--- AIM OF THE TASK ---
Omit the pictures and extract only the lines from the line containing "job: sink leg" to the end of the material, each exactly as written.

>> START SUPPLIED MATERIAL

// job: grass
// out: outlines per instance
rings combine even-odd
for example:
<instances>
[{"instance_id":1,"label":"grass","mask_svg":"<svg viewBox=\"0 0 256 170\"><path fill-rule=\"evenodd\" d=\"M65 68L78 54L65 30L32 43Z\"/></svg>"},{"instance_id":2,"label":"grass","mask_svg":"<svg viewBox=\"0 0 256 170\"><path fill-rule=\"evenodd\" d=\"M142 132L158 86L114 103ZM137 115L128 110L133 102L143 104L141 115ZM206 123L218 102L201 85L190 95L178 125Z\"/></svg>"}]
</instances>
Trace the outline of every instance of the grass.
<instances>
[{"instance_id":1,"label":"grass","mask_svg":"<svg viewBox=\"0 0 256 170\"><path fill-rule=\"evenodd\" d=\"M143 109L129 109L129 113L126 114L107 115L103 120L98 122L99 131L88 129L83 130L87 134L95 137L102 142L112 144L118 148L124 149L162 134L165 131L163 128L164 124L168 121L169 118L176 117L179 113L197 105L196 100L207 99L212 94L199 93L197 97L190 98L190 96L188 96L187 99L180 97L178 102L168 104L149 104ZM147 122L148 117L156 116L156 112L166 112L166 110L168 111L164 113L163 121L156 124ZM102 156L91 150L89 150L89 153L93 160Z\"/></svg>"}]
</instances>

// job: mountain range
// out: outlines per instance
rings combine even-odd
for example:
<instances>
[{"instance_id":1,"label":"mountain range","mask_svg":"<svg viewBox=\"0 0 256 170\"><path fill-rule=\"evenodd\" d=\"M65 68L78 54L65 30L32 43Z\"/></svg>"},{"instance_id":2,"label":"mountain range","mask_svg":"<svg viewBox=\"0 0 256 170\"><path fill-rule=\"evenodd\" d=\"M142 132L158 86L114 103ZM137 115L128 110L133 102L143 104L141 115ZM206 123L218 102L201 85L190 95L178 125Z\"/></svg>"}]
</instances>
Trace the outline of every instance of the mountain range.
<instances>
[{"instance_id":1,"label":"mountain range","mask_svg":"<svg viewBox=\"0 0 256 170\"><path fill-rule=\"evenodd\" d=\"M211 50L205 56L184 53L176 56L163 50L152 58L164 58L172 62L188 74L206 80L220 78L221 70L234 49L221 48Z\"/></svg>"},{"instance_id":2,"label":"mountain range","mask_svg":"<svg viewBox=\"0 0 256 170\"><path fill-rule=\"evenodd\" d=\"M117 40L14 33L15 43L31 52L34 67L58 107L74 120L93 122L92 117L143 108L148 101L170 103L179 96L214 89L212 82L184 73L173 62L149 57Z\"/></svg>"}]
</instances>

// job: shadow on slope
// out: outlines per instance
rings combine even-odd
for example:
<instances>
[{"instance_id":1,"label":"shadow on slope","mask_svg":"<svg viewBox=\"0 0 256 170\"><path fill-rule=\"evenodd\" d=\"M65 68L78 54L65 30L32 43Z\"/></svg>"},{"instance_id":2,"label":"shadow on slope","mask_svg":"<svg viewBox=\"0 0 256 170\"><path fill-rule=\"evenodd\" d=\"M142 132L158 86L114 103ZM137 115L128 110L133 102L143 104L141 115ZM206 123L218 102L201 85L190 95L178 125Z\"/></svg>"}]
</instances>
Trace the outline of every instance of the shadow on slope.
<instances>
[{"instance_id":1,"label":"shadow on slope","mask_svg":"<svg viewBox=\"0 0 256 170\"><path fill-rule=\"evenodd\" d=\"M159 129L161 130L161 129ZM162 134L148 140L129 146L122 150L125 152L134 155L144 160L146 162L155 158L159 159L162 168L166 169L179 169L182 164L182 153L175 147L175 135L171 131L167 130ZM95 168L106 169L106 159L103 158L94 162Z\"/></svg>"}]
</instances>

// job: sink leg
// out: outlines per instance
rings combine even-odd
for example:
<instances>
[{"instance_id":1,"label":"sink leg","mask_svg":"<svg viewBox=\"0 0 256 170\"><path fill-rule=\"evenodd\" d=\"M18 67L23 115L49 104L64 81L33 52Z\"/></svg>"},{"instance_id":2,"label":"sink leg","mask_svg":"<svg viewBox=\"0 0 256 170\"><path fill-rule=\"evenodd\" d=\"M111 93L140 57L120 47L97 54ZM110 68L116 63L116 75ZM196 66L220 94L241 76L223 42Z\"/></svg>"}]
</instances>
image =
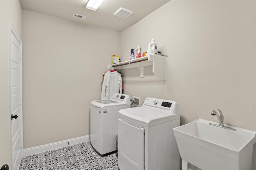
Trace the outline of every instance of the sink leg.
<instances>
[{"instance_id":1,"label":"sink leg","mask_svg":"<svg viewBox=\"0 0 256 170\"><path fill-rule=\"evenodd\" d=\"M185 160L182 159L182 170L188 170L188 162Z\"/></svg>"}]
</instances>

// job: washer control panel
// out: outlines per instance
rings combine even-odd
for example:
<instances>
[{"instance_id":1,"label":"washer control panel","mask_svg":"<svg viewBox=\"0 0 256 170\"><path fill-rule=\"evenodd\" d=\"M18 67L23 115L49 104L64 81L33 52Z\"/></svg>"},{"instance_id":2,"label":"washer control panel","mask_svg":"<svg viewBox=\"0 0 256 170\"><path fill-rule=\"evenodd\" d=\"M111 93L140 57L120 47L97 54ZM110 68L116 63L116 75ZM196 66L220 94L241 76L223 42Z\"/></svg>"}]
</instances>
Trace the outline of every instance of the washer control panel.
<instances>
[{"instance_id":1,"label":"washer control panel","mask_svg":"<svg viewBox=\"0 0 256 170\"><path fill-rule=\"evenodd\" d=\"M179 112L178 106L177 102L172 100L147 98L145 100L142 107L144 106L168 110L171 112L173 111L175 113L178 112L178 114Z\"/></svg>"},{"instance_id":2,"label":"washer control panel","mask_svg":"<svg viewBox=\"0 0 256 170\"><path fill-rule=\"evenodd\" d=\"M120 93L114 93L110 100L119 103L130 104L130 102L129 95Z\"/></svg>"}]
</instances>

>> END SUPPLIED MATERIAL

--- TASK RESPONSE ---
// job: sink leg
// out: outlines per instance
rings combine even-odd
for example:
<instances>
[{"instance_id":1,"label":"sink leg","mask_svg":"<svg viewBox=\"0 0 256 170\"><path fill-rule=\"evenodd\" d=\"M18 67L23 115L49 104L64 81L33 52Z\"/></svg>"},{"instance_id":2,"label":"sink leg","mask_svg":"<svg viewBox=\"0 0 256 170\"><path fill-rule=\"evenodd\" d=\"M111 93L140 57L120 47L97 54ZM110 68L116 63L116 75ZM196 66L220 94L241 76L223 42Z\"/></svg>"}]
</instances>
image =
Trace the outline of every instance of the sink leg.
<instances>
[{"instance_id":1,"label":"sink leg","mask_svg":"<svg viewBox=\"0 0 256 170\"><path fill-rule=\"evenodd\" d=\"M185 160L182 159L182 170L188 170L188 162Z\"/></svg>"}]
</instances>

// job: washer control panel
// out: outlines per instance
rings combine even-odd
for example:
<instances>
[{"instance_id":1,"label":"washer control panel","mask_svg":"<svg viewBox=\"0 0 256 170\"><path fill-rule=\"evenodd\" d=\"M18 67L23 115L49 104L64 81L33 52Z\"/></svg>"},{"instance_id":2,"label":"washer control panel","mask_svg":"<svg viewBox=\"0 0 256 170\"><path fill-rule=\"evenodd\" d=\"M111 93L140 57L120 47L97 54ZM110 68L116 63L116 75ZM196 66L220 94L241 76L223 42Z\"/></svg>"}]
</instances>
Trace the outline of every instance of the washer control panel.
<instances>
[{"instance_id":1,"label":"washer control panel","mask_svg":"<svg viewBox=\"0 0 256 170\"><path fill-rule=\"evenodd\" d=\"M179 112L178 106L177 102L172 100L147 98L145 100L142 107L144 106L168 110L171 112L173 111L175 113L178 112L178 114Z\"/></svg>"},{"instance_id":2,"label":"washer control panel","mask_svg":"<svg viewBox=\"0 0 256 170\"><path fill-rule=\"evenodd\" d=\"M120 93L114 93L110 100L119 103L130 104L130 102L129 95Z\"/></svg>"}]
</instances>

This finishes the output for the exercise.